**Challenge**: Copy out the lines of the records below word for word, from the line containing "Where can you find the green vegetation" through the line containing "pixel 597 217", both of those included.

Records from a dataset
= = = = = = =

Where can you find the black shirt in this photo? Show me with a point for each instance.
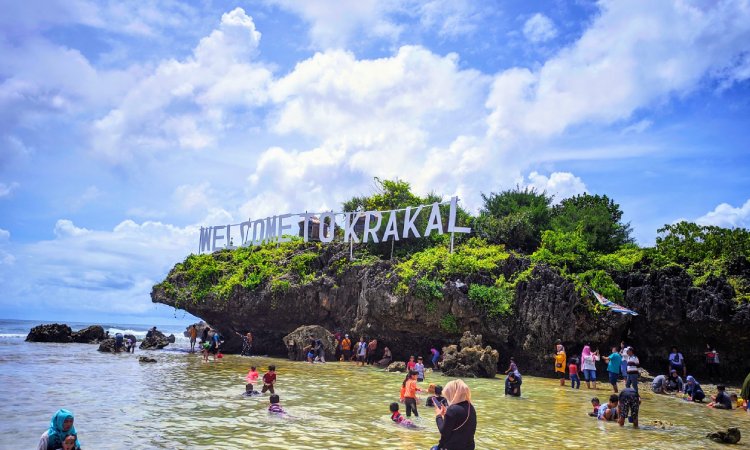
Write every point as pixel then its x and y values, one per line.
pixel 458 427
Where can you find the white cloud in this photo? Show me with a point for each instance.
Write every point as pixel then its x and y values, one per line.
pixel 728 216
pixel 539 28
pixel 191 197
pixel 559 184
pixel 634 53
pixel 186 104
pixel 7 189
pixel 451 18
pixel 333 23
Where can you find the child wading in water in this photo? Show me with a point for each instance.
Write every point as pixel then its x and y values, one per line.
pixel 269 379
pixel 249 392
pixel 410 393
pixel 575 380
pixel 419 367
pixel 398 418
pixel 274 406
pixel 252 375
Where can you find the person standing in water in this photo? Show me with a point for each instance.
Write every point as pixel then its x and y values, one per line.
pixel 60 428
pixel 560 360
pixel 193 333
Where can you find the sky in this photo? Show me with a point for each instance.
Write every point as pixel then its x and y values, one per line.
pixel 125 125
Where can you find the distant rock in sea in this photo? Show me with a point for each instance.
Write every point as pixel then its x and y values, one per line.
pixel 155 340
pixel 55 332
pixel 63 333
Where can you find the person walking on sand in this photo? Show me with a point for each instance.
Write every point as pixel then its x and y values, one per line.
pixel 588 361
pixel 193 333
pixel 560 360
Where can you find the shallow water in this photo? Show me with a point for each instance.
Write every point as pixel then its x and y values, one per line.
pixel 181 402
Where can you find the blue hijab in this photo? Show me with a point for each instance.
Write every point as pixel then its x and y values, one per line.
pixel 55 434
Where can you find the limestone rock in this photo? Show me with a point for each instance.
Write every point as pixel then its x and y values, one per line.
pixel 472 360
pixel 155 340
pixel 50 333
pixel 397 366
pixel 731 436
pixel 301 339
pixel 90 335
pixel 107 345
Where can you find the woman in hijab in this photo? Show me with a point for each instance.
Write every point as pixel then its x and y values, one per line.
pixel 693 390
pixel 457 423
pixel 60 427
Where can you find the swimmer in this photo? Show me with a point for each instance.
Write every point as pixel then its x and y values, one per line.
pixel 398 418
pixel 596 404
pixel 274 406
pixel 252 375
pixel 438 398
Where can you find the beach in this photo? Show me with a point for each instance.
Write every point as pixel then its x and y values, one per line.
pixel 181 402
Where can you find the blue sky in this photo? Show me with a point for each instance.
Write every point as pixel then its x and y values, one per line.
pixel 126 125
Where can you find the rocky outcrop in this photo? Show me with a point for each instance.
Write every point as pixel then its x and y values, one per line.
pixel 472 360
pixel 300 338
pixel 362 300
pixel 154 340
pixel 731 436
pixel 50 333
pixel 90 335
pixel 63 333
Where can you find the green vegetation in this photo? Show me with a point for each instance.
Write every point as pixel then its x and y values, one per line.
pixel 583 237
pixel 496 300
pixel 449 324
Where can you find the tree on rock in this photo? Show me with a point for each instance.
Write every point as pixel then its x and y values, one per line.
pixel 597 217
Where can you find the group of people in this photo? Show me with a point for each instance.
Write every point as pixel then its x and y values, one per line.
pixel 623 363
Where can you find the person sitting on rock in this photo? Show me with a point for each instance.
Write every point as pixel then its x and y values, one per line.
pixel 596 404
pixel 608 412
pixel 721 400
pixel 693 390
pixel 513 385
pixel 274 407
pixel 438 398
pixel 249 391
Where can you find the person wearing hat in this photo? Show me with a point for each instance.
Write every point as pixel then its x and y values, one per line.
pixel 632 369
pixel 346 347
pixel 721 400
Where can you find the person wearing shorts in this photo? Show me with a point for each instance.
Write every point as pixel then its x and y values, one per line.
pixel 628 406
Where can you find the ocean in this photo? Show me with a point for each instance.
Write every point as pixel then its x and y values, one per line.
pixel 180 402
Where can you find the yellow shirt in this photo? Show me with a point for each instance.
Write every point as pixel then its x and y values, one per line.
pixel 560 359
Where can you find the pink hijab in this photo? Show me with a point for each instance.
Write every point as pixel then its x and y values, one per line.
pixel 586 352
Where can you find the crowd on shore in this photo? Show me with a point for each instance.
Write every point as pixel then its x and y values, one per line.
pixel 455 415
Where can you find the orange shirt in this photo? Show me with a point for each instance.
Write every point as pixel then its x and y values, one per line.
pixel 411 389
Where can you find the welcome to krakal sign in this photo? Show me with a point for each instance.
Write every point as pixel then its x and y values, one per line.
pixel 361 226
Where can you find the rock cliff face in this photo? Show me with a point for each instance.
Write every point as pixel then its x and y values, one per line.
pixel 361 301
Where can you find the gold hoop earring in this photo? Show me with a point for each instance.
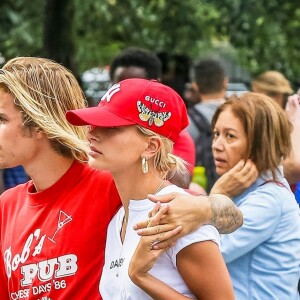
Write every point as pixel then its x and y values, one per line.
pixel 145 166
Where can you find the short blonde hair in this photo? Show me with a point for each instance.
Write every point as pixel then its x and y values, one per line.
pixel 267 128
pixel 44 91
pixel 164 160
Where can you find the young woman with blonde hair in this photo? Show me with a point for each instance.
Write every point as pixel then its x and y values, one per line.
pixel 131 135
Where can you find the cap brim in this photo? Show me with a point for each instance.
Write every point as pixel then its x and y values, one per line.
pixel 96 116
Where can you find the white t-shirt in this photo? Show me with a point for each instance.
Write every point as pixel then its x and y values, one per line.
pixel 115 283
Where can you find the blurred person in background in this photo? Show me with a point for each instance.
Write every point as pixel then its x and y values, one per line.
pixel 210 83
pixel 274 84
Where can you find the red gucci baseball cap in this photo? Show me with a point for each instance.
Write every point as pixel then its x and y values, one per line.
pixel 148 103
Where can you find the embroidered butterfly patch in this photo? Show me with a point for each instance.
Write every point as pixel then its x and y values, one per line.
pixel 150 116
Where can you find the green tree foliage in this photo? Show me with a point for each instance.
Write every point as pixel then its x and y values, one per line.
pixel 258 35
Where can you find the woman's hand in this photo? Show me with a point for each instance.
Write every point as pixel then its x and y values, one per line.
pixel 145 254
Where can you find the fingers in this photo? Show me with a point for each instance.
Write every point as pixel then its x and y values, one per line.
pixel 154 230
pixel 159 214
pixel 156 215
pixel 154 210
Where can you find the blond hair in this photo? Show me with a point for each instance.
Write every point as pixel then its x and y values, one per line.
pixel 44 91
pixel 164 161
pixel 266 126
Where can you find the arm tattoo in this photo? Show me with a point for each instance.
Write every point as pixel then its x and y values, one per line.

= = = = = = =

**Task solution**:
Where can you find the green vegetation in this photo? Show me with a point for each instance.
Write every point as pixel then its x and y values, one per line.
pixel 583 237
pixel 496 300
pixel 449 324
Where can you find the tree on rock in this photo? Show me with a point for each instance.
Write every point as pixel then its x and y values, one per line.
pixel 597 217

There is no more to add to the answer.